Kubernetes is an open-source system for automating deployment, scaling, and management of containerized applications.

I just follow the guide of CoreOS + Kubernetes Step By Step to deploy Kubernetes cluster on CoreOS.

Although this guide is detailed, there’s still something that will cause misunderstanding and should be paid close attention to. So this post is to help you better follow the guide and setup Kubernetes.

First of all, according to CoreOS cluster architectures, the CoreOS + Kubernetes Step By Step guide is for Easy development/testing cluster or Production cluster with central services, however, what I have is a Small cluster which was set up in the way Setup CoreOS Cluster with Static IPs, that will make some difference to ETCD_ENDPOINTS environment variable.

ETCD_ENDPOINTS

For each node, the ETCD_ENDPOINTS is http://<node-routable-ip>:2379. Don’t forget http://, it won’t work without this token.

gcr.io

If you’re in China, thanks to the GFW service, you’re not able to connect gcr.io to download gcr.io/google_containers/pause image. So maybe you need proxy for Docker.

• [Tasks to perform]
**1.** Answer these questions from the post on deploying Kubernetes on CoreOS.
(a) What kind of cluster does the writer have, and how was it set up?
(b) What must the ETCD_ENDPOINTS value include for it to work?
(c) Which image can't be downloaded from gcr.io in China?
**2.** Write the next part of the post on deploying Kubernetes on CoreOS, starting after its final sentence.
The records have nothing to do with the Kubernetes-on-CoreOS post.

• [Extracted records]
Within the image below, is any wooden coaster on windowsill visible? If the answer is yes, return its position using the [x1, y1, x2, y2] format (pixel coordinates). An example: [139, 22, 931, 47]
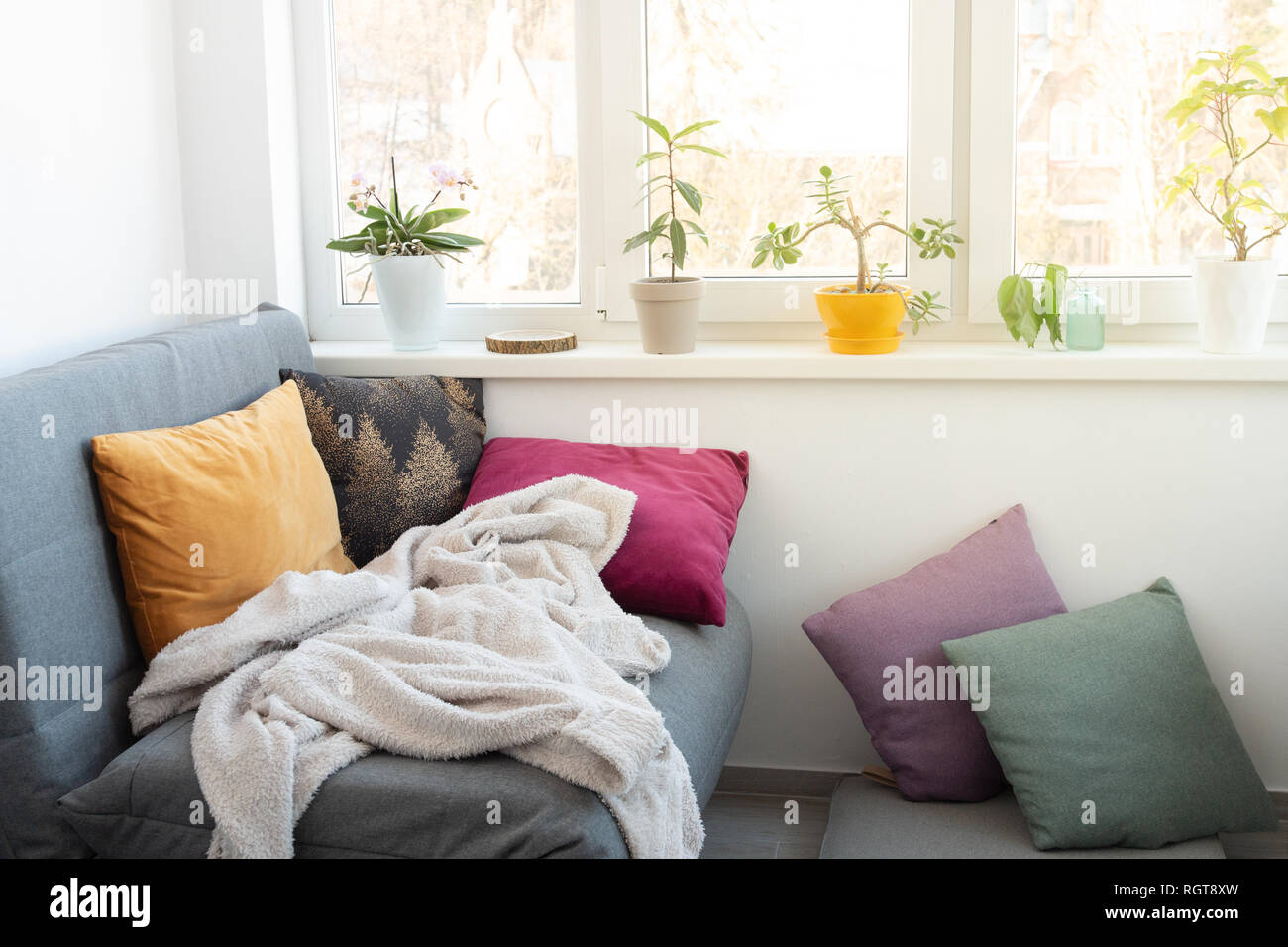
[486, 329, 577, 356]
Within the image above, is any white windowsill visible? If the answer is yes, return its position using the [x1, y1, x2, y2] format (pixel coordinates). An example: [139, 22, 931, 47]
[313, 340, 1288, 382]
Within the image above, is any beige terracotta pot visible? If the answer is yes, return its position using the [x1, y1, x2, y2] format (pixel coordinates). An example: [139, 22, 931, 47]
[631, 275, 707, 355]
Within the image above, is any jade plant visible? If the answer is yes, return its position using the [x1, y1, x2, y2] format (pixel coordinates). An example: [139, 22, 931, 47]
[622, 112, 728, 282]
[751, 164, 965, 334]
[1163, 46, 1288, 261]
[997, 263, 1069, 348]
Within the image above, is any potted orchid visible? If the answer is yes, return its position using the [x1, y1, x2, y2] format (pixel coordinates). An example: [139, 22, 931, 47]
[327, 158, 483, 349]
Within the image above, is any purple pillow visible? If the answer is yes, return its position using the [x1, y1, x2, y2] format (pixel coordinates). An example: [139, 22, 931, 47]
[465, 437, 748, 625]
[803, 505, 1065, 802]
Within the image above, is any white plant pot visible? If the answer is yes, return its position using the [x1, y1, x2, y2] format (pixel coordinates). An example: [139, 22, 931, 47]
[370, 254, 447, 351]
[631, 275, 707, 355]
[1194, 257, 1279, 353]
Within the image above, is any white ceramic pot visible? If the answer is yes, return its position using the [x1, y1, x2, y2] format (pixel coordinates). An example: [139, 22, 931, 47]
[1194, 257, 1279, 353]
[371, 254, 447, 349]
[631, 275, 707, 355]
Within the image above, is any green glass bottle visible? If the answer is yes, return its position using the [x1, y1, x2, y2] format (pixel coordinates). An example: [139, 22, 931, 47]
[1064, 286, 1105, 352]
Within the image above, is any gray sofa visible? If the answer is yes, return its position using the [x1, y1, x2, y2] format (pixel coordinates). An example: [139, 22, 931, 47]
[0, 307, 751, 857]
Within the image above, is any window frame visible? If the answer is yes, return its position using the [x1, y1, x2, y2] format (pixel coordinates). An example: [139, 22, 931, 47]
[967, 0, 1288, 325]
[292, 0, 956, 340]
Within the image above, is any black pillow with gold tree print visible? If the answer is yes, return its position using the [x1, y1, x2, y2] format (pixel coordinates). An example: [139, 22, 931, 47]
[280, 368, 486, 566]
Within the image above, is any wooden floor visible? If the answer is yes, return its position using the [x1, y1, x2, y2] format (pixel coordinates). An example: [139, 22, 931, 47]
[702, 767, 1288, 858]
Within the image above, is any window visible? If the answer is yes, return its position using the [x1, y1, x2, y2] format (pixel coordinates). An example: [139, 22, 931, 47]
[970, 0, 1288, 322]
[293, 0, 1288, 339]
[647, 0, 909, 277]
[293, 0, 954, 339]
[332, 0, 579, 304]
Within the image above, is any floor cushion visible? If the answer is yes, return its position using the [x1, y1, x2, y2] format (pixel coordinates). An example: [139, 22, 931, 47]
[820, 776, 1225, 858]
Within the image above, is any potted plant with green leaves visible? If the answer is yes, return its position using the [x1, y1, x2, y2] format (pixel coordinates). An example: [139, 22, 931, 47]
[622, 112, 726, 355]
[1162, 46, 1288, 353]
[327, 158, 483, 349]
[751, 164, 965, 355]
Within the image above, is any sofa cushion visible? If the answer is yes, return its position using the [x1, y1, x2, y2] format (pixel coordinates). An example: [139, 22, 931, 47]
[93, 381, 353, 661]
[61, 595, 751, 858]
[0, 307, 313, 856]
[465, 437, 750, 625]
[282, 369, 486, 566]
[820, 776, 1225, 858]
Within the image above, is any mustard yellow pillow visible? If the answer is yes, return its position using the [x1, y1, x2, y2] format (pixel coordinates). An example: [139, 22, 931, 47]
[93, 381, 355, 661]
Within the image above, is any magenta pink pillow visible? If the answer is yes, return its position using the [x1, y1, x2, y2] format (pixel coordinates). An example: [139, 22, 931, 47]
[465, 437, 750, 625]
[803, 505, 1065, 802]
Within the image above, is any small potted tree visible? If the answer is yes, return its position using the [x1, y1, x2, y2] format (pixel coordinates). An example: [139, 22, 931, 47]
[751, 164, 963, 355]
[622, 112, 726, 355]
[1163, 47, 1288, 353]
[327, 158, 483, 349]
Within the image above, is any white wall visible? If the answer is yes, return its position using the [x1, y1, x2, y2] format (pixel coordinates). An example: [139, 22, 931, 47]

• [Answers provided]
**1.**
(a) A Small cluster, set up the way described in Setup CoreOS Cluster with Static IPs.
(b) The http:// prefix, as in http://<node-routable-ip>:2379.
(c) The gcr.io/google_containers/pause image.

**2.**
So add a unit in your cloud-config file.

- name: docker.service
  drop-ins:
    - name: 20-http-proxy.conf
      content: |
        [Service]
        Environment="HTTP_PROXY=http://www-proxy.ericsson.se:8080"
        Environment="HTTPS_PROXY=http://www-proxy.ericsson.se:8080"
  command: restart

Change http://www-proxy.ericsson.se:8080 to your own proxy server url.

journalctl

Sometimes the active status of systemctl status won’t indicate everything goes well, you may need

	sudo journalctl -f -t <some-service>

or

	sudo journalctl -f -u <some-service>

or just

	sudo journalctl -ex

These commands will help you find what’s going wrong, and in most cases, you just need to be patient, because downloading takes time specially the first time you deploy.

Hope this helps.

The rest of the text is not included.